SET PROBLEM: Give the listing lines from the one holding "of the dark" through the end of the listing, inclusive, as a Markdown table with columns named Row and Listing line. Number each line in Row, put the line itself in Listing line, and leave out blank lines.

THE RECORDS:
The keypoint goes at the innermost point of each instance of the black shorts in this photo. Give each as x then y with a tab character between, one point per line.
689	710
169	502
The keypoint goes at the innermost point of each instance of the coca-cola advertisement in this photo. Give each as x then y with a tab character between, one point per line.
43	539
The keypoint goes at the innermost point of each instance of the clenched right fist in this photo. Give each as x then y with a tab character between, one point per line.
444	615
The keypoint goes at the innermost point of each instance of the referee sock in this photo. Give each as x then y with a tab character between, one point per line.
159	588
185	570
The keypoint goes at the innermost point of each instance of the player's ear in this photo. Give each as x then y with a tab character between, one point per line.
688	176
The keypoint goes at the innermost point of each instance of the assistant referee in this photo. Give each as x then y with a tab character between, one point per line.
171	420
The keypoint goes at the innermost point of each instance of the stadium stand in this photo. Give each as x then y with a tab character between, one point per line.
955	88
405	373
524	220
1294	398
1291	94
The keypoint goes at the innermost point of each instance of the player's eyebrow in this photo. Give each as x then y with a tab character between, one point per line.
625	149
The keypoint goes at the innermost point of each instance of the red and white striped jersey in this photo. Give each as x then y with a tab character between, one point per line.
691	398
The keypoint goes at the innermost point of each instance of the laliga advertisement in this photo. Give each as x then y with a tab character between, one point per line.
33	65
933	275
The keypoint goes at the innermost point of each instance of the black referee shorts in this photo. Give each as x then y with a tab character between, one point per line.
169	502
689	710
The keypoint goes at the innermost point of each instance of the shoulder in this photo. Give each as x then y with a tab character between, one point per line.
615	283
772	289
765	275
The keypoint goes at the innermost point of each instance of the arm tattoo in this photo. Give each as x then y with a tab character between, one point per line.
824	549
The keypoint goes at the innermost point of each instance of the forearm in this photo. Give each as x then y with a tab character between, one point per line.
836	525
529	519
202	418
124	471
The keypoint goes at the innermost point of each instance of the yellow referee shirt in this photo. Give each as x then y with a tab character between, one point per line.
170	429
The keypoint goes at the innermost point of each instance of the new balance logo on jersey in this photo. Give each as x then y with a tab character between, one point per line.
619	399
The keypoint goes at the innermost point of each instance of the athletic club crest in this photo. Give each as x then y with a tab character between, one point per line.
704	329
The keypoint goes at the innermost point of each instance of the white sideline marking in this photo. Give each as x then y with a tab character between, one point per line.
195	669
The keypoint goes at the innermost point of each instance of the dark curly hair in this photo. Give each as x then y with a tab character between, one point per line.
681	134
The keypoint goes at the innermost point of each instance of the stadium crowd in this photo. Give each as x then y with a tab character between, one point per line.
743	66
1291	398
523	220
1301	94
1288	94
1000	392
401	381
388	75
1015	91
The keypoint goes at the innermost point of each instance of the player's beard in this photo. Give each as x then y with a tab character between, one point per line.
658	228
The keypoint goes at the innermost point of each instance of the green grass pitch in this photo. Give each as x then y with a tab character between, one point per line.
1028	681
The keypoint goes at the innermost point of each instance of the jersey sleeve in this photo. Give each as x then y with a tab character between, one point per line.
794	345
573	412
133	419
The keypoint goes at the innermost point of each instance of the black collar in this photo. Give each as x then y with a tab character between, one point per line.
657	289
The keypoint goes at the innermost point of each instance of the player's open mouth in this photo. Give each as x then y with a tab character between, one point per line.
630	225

OUTPUT FOR THIS EXERCISE:
| Row | Listing line |
|---|---|
| 1 | The keypoint goes at the innermost point of each instance of the dark curly hair in this photo. Give each as x then y with a tab character between, one point per line. |
| 2 | 681	134 |
| 3 | The keypoint goes at the innermost point of each instance of the stadium crowd in this photo. Give each as x then y with a tab character between, one point per line. |
| 4 | 743	66 |
| 5 | 1291	398 |
| 6 | 523	220 |
| 7 | 1301	94 |
| 8 | 1288	94 |
| 9 | 1000	392 |
| 10 | 401	381 |
| 11 | 388	75 |
| 12 | 1015	91 |
| 13 | The keypoint goes at the innermost point of each instance of the player's beard in this photo. Give each as x then y with a tab character between, one point per line. |
| 14 | 658	228 |
| 15 | The keypoint goes at the innermost point of each instance of the green grass pitch in this photo. Give each as x then y with a tab character between, one point per line. |
| 16 | 1028	681 |
| 17 | The keypoint goes at the innermost point of each instance of the jersey sleeve in this photo. Give each as x then y with a tab character between, one point per line. |
| 18 | 794	345 |
| 19 | 573	412 |
| 20 | 133	419 |
| 21 | The keypoint goes at the innermost point of each instance of the black collar in this photo. Give each as x then y with a tab character between, one point per line. |
| 22 | 657	289 |
| 23 | The keypoint goes at the innermost point of each instance of the player's open mouth in this photo. Give each as x then y with a tab character between, one point per line. |
| 24 | 630	225 |